**Records to use:**
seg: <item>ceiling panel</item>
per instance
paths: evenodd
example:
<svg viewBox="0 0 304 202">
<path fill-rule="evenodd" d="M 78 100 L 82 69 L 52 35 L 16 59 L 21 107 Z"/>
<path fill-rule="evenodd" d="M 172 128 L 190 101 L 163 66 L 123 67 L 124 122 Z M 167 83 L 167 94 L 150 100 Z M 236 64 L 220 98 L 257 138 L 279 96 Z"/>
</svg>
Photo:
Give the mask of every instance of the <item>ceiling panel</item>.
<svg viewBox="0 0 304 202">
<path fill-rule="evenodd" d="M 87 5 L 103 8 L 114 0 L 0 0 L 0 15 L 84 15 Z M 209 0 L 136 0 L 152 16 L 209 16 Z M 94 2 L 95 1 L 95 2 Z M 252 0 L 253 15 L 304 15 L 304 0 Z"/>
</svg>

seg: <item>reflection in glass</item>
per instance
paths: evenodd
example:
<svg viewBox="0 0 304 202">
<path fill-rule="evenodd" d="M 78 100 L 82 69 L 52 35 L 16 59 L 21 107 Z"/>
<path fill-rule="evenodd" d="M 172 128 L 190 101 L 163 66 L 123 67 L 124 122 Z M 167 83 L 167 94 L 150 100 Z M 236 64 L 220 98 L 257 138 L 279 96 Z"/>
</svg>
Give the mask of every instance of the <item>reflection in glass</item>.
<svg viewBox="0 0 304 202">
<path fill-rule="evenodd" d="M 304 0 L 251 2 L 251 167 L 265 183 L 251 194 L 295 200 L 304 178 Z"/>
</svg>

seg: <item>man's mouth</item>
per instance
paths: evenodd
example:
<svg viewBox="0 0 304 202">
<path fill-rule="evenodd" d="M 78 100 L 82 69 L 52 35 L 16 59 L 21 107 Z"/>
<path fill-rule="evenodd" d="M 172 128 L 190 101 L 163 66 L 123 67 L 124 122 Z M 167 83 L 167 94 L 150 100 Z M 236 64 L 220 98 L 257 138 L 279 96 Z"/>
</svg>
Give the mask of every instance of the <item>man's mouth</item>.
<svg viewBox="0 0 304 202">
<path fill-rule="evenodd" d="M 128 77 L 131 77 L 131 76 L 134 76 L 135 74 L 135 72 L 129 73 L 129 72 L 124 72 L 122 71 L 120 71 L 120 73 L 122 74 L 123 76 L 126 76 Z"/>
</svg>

**Task brief:** How many lines in the entries above contain the string "panel"? Case counts, and the reply should be the number alone.

**Result of this exercise:** 2